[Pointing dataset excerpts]
########################################

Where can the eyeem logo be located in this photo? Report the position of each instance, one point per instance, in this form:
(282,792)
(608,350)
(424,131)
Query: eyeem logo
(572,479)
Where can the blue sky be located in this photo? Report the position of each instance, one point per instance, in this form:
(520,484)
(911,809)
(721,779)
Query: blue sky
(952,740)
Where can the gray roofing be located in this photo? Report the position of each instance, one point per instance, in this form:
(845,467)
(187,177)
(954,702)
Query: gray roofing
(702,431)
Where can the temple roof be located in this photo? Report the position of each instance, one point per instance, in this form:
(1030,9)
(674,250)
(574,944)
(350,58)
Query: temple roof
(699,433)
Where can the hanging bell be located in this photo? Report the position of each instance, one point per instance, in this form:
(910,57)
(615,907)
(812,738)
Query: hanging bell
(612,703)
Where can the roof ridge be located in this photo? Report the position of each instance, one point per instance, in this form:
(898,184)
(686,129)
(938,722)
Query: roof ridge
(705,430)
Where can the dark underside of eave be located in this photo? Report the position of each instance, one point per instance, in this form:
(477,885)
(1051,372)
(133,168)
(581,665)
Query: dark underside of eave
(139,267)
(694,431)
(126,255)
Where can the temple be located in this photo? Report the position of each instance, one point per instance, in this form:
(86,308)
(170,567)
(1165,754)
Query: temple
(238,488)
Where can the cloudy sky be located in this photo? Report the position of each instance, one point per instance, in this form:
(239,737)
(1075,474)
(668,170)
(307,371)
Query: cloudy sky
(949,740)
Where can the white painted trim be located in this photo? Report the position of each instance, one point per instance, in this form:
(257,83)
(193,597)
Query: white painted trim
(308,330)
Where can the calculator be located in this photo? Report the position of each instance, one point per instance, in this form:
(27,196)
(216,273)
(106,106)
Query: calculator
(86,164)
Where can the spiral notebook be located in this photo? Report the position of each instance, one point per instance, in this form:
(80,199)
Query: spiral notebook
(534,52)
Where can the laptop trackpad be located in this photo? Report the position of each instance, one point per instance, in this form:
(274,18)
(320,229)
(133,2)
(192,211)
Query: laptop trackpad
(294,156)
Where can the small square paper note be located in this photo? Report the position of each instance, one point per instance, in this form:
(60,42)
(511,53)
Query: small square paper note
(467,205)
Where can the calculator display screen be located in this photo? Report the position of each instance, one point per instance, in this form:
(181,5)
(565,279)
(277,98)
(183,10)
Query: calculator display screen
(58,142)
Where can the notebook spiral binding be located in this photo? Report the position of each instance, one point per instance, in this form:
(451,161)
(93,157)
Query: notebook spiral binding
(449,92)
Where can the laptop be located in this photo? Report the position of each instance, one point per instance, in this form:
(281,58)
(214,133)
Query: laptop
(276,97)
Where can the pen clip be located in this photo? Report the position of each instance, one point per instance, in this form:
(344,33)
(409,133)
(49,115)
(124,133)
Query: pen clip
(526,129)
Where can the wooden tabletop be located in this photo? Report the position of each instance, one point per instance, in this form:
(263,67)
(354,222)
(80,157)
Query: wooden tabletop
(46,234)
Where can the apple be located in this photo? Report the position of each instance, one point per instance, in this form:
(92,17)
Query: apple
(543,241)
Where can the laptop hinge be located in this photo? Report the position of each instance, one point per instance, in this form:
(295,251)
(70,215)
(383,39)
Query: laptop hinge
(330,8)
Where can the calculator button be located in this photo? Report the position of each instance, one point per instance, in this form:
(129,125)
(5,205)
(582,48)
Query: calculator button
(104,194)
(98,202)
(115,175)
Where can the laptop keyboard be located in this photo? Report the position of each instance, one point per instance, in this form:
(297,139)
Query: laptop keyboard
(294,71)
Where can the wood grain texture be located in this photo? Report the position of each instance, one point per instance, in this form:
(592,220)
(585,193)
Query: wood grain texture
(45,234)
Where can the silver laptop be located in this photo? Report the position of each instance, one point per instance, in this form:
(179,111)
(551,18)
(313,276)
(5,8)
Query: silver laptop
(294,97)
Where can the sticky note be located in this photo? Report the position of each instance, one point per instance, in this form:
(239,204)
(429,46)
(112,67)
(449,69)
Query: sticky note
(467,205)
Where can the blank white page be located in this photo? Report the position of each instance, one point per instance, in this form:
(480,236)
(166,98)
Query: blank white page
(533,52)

########################################

Do this: Reproduce precisely the span of lines that begins at the line containing "Where can the wood grain" and ends with the last line of the listing.

Task result:
Where can the wood grain texture be located in this photo? Report the position of each instance, one point per instance, in this form:
(592,220)
(585,193)
Query: wood grain texture
(45,234)
Where can the silver laptop be located in this photo? Report the position of each instance, one point per instance, in this form:
(179,111)
(551,18)
(313,276)
(5,8)
Query: silver laptop
(294,97)
Where can the sticky note be located in this photo? Report the position of each instance, one point per instance, in this form:
(239,204)
(429,46)
(112,67)
(449,69)
Query: sticky note
(467,205)
Where can the blank white page be located in this photo? Report the position of each instance, one point per instance, in this form:
(480,236)
(166,98)
Query: blank white page
(533,52)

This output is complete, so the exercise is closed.